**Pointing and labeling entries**
····················

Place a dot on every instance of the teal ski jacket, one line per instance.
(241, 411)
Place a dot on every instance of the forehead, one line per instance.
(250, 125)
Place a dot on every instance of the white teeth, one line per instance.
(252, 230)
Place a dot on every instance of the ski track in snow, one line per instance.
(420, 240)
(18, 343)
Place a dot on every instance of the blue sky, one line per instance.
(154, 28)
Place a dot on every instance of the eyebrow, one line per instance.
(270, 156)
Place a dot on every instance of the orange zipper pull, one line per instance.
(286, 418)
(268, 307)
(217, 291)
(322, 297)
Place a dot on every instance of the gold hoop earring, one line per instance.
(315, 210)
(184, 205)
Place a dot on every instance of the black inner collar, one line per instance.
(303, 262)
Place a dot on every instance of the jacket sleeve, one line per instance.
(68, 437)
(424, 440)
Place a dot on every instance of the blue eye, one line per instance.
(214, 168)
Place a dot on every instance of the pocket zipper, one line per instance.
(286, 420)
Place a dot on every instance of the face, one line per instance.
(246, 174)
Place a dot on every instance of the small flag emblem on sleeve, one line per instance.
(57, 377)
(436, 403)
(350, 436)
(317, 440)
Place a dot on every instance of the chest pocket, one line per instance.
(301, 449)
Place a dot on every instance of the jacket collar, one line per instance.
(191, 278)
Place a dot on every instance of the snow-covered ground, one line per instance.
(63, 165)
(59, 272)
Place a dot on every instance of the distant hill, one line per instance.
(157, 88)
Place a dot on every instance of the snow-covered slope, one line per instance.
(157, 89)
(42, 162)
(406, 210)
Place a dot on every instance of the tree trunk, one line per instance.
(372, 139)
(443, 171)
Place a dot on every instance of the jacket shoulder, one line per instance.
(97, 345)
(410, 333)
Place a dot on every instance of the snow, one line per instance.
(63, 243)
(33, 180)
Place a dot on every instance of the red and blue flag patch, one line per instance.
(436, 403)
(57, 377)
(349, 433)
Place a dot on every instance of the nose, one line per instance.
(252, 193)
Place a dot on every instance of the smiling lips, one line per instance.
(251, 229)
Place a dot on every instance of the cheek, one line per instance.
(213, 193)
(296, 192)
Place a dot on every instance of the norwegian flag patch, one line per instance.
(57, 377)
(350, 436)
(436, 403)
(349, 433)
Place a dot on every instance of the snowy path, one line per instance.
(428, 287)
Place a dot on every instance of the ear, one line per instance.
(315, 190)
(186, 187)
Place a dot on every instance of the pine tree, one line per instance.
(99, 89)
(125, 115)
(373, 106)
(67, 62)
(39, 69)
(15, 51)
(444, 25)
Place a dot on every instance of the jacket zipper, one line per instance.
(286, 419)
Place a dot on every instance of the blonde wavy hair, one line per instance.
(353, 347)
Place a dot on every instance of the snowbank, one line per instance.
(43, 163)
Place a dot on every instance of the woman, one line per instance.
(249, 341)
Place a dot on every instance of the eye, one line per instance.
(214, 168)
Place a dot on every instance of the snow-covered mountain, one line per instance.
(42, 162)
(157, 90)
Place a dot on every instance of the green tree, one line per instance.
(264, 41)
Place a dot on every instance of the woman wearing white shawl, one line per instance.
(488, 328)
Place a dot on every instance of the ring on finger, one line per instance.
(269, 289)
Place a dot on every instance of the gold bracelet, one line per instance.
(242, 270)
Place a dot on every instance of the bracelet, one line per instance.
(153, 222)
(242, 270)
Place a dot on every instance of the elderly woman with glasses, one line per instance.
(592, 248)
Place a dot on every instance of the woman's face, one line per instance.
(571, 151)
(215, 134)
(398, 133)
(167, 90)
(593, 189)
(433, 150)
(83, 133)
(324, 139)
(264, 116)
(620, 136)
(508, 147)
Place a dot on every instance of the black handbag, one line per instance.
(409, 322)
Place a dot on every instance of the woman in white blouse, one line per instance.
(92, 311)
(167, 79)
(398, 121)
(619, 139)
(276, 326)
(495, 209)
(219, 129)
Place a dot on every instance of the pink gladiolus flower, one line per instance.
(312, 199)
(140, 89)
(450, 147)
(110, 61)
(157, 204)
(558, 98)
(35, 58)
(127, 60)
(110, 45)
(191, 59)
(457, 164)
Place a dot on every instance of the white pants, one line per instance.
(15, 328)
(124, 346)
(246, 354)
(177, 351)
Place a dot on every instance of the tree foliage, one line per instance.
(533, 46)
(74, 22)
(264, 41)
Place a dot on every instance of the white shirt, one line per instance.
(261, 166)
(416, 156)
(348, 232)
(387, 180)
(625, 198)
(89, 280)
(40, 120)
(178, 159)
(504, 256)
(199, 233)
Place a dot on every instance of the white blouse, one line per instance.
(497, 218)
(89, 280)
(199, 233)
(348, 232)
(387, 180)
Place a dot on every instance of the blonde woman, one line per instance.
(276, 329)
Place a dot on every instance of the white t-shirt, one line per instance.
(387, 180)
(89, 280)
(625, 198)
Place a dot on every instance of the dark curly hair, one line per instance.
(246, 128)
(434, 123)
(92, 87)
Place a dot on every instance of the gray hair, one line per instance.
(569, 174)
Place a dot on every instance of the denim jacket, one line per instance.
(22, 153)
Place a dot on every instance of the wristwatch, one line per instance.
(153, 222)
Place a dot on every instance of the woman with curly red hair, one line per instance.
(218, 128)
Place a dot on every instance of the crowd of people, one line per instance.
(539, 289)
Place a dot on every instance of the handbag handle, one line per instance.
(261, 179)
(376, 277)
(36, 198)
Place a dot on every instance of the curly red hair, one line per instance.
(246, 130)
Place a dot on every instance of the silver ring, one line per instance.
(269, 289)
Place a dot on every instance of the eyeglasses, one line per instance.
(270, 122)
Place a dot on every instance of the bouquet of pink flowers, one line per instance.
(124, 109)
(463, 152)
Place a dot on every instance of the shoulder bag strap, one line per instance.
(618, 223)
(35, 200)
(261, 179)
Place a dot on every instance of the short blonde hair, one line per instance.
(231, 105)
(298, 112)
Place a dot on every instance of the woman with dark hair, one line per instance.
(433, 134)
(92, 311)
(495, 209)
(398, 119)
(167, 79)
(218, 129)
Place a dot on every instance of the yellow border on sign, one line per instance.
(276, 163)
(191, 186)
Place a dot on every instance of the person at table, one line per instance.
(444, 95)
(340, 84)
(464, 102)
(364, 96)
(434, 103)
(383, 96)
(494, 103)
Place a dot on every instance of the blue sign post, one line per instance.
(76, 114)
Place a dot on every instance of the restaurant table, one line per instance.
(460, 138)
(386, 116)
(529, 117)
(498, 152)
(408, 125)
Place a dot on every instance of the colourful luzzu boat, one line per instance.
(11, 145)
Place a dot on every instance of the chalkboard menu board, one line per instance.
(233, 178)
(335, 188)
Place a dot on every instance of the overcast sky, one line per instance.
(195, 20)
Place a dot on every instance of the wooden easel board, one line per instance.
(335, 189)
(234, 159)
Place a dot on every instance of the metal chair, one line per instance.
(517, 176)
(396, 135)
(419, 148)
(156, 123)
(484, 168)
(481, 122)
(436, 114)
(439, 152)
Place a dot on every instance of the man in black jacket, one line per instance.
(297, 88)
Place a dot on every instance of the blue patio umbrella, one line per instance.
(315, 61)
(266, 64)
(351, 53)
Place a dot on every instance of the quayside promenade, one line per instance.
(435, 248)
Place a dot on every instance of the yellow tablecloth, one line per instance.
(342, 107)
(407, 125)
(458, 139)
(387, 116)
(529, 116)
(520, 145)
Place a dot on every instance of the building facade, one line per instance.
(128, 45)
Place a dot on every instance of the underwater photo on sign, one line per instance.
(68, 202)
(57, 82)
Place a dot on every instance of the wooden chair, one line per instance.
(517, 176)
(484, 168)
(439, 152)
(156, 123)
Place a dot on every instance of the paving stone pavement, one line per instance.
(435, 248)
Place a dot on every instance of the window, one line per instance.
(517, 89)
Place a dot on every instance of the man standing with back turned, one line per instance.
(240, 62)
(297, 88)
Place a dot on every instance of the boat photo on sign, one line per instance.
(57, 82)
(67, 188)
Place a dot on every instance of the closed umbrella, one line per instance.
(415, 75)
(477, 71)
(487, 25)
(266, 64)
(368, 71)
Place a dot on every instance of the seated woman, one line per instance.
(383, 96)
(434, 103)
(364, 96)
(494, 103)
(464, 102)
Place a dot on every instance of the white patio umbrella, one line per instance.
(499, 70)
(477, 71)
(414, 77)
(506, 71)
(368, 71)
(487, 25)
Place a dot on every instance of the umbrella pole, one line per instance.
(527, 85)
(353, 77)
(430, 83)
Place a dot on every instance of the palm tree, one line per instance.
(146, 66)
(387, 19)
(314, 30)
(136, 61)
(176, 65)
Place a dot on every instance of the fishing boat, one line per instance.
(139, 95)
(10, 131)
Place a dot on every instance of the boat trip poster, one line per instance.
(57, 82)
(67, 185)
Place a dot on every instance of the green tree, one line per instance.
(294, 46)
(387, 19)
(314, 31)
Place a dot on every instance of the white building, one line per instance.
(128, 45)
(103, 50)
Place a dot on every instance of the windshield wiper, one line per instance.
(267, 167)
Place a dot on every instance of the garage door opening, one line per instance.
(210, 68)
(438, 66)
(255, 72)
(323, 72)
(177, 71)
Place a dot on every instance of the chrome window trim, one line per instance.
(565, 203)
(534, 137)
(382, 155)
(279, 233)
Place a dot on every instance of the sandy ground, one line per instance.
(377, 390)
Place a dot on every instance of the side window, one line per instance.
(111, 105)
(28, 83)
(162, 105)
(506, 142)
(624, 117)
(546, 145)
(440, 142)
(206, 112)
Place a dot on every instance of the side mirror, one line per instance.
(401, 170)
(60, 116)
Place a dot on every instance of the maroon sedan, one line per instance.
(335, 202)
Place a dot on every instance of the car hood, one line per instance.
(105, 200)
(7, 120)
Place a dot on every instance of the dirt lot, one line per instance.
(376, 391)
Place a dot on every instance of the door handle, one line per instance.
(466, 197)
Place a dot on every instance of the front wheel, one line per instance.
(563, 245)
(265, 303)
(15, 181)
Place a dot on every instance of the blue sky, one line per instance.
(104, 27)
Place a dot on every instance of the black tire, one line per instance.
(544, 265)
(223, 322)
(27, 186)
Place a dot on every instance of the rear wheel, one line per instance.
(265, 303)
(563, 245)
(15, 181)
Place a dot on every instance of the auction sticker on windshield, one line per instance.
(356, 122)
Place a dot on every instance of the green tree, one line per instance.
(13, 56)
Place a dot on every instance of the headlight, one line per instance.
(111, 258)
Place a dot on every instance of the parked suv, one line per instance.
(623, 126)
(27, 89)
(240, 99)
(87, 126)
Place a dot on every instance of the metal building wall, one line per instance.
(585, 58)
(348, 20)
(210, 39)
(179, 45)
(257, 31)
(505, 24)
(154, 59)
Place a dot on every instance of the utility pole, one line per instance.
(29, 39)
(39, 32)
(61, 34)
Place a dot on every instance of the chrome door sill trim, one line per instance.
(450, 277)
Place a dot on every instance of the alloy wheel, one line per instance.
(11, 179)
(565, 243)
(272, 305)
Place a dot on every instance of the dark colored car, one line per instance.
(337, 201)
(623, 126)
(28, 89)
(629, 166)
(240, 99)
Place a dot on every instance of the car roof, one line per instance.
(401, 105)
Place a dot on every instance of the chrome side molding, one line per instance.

····················

**Problem requirements**
Your task is to transcribe the line containing "Place a dot on every instance of the maroon" and every line after it, through the last line of the data, exactly as written and with nothing more.

**Answer below**
Place a dot on every instance of the maroon sedan, one line per instance.
(335, 202)
Place a dot on every instance of the car hood, one line per instance.
(105, 200)
(7, 120)
Place a dot on every instance of the dirt lot, one line per instance.
(376, 391)
Place a dot on every instance of the door handle, one line per instance.
(466, 197)
Place a dot on every instance of the front wheel, one line per instance.
(563, 245)
(265, 303)
(15, 181)
Place a dot on every instance of the blue sky, one line per instance.
(104, 27)
Place a dot on every instance of the black tire, one line per instance.
(544, 265)
(223, 322)
(27, 186)
Place a dot on every instance of the rear wheel, one line per instance.
(265, 303)
(563, 245)
(15, 181)
Place a dot on every instance of the auction sticker on windshield, one line per instance.
(356, 122)
Place a dot on every instance of the green tree, one line per instance.
(13, 56)
Place a dot on every instance of the headlight, one line per instance.
(111, 258)
Place a dot on every instance of the parked suv, one line per instance.
(623, 126)
(27, 89)
(240, 99)
(87, 126)
Place a dot on every instance of the metal building wall, one line per instance.
(585, 58)
(348, 20)
(210, 39)
(179, 45)
(257, 31)
(505, 24)
(154, 59)
Place a dot on every instance of the utility pole, one line per instance.
(29, 39)
(39, 32)
(61, 34)
Place a dot on every instance of the chrome door sill trim, one line per instance.
(450, 277)
Place a dot on every instance of the alloy wheel, one line per instance.
(11, 179)
(565, 243)
(272, 305)
Place a dot on every instance of the dark colored car, one line per instance.
(337, 201)
(623, 126)
(28, 89)
(629, 166)
(240, 99)
Place a dot on every instance of the car roof, one line per instance.
(401, 105)
Place a dot on every instance of the chrome side molding, one line per instance.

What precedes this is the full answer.